#### [QUESTIONS ON THE MATERIAL]
a: In the nocturia abstract, how many patients were enrolled in the study?
b: Return the nocturia abstract text between "Sleep and Nocturia" and "in the patients.", inclusive.
c: In the nocturia abstract, rewrite the paragraph beginning "We enrolled 415 untreated male OSAS patients" as a short list that keeps its main facts.

#### [TEXT BLOCK]
J Sleep Med.  2020 Jun;17(1):78-83. 10.13078/jsm.200009.

Sleep and Nocturia in Under Age 50 Male Patients with Obstructive Sleep Apnea Syndrome

Affiliations
  • 1Department of Neurology, Neuroscience Center, Samsung Medical Center, Sungkyunkwan University School of Medicine, Seoul, Korea
  • 2Department of Nursing, Samsung Medical Center, Department of Clinical Nursing Science, Graduate School of Clinical Nursing Science, Sungkyunkwan University, Seoul, Korea

Abstract


Objectives
To investigate the prevalence of nocturia in young patients with obstructive sleep apnea syndrome (OSAS) and to find out the risk factors of nocturia in the patients.
Methods
We enrolled 415 untreated male OSAS patients (apnea-hypopnea index, AHI ≥5/h on polysomnography) who were under 50 years old (mean age 37.5±8.0 years). Participants completed Korean version of Beck depression inventory II (K-BDI-II), Pittsburgh sleep quality index-Korean (PSQI-K), insomnia severity index (ISI), and Epworth sleepiness scale (ESS). Participants were classified into nocturia and non-nocturia group according to the following question “Do you find yourself waking up to urinate more than twice each night?” All information was compared between two groups.

#### [Data excerpts]

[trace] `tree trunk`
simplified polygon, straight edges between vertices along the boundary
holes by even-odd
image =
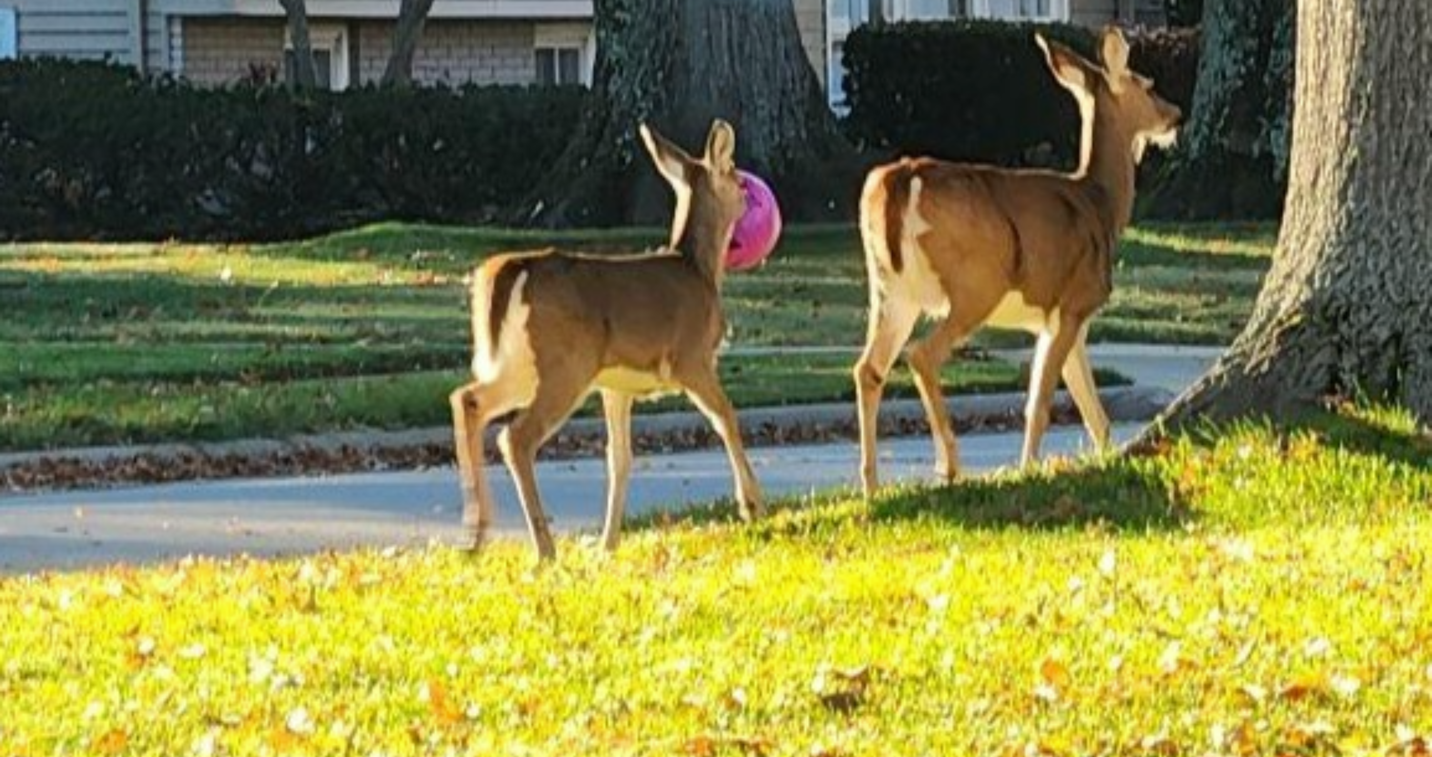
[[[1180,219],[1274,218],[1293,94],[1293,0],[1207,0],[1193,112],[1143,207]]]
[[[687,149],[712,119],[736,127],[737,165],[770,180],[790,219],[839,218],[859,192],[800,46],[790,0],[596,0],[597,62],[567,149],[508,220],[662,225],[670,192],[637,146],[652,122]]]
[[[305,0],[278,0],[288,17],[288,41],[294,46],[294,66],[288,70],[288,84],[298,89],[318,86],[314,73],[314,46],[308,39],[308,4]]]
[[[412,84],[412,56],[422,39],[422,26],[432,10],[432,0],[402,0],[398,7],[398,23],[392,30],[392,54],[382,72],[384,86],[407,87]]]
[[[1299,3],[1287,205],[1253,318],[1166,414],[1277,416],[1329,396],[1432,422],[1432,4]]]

==

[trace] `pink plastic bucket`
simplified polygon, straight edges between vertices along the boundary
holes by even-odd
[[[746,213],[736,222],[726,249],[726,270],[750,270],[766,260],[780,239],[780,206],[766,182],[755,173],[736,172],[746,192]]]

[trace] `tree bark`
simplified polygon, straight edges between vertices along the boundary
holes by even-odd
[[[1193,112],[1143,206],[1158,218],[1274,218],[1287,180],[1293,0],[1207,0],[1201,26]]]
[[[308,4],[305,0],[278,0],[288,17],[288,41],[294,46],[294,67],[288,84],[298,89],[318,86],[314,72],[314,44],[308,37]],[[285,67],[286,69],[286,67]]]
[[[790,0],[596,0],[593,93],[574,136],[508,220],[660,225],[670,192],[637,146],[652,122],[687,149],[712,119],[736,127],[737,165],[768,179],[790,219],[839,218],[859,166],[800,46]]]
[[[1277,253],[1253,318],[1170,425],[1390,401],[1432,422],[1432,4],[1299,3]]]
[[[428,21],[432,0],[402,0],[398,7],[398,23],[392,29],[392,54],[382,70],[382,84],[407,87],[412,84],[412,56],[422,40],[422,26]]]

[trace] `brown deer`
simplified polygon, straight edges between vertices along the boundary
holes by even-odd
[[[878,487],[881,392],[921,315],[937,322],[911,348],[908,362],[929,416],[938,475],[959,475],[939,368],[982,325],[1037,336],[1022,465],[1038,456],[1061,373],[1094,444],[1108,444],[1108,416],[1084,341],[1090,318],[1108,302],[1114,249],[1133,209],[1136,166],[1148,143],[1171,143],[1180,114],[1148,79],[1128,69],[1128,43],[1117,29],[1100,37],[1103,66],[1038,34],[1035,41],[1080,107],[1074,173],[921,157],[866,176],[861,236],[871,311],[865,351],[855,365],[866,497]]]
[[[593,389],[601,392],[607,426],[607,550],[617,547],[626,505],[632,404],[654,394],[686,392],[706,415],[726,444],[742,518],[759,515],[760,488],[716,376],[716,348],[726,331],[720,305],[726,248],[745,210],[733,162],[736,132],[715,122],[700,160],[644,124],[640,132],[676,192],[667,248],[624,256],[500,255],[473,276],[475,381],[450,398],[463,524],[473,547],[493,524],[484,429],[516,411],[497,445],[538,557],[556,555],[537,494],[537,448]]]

==

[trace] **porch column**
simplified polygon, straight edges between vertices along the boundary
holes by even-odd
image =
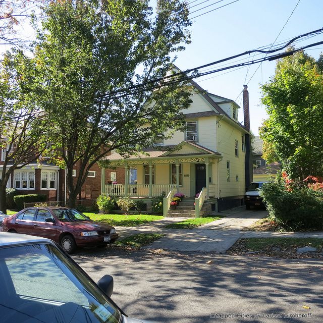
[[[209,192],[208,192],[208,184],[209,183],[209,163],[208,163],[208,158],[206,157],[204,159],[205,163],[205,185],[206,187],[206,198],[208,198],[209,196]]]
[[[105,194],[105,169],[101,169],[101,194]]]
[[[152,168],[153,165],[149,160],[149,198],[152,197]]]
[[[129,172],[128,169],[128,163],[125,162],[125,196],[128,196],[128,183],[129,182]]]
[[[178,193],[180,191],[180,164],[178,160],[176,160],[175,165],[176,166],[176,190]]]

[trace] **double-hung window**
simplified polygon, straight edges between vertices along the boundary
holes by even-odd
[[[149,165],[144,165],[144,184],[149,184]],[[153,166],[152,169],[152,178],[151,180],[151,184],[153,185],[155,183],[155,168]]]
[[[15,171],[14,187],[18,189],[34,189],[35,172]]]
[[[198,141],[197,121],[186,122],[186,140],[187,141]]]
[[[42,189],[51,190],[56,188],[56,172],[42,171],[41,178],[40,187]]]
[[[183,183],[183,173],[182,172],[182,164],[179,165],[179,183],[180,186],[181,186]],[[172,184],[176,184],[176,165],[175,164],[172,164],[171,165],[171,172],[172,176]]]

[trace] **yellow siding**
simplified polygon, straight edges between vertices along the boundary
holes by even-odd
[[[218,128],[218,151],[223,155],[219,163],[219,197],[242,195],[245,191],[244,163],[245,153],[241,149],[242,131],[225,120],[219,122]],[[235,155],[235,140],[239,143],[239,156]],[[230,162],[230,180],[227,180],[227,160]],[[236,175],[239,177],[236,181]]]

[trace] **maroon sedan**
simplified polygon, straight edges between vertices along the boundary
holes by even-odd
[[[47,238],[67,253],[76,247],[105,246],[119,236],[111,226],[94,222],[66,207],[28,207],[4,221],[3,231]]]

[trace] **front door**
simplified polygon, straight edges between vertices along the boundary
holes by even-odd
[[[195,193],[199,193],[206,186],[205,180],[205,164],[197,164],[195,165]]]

#### [LIST OF SOLUTIONS]
a: 415 untreated male OSAS patients under 50 years old.

b:
Sleep and Nocturia in Under Age 50 Male Patients with Obstructive Sleep Apnea Syndrome

Affiliations
  • 1Department of Neurology, Neuroscience Center, Samsung Medical Center, Sungkyunkwan University School of Medicine, Seoul, Korea
  • 2Department of Nursing, Samsung Medical Center, Department of Clinical Nursing Science, Graduate School of Clinical Nursing Science, Sungkyunkwan University, Seoul, Korea

Abstract


Objectives
To investigate the prevalence of nocturia in young patients with obstructive sleep apnea syndrome (OSAS) and to find out the risk factors of nocturia in the patients.

c:
- 415 untreated male OSAS patients (AHI ≥5/h on polysomnography), all under 50 years old (mean age 37.5±8.0 years)
- Filled out K-BDI-II, PSQI-K, ISI, and ESS
- Split into nocturia and non-nocturia groups by whether they wake up to urinate more than twice each night
- All information compared between the two groups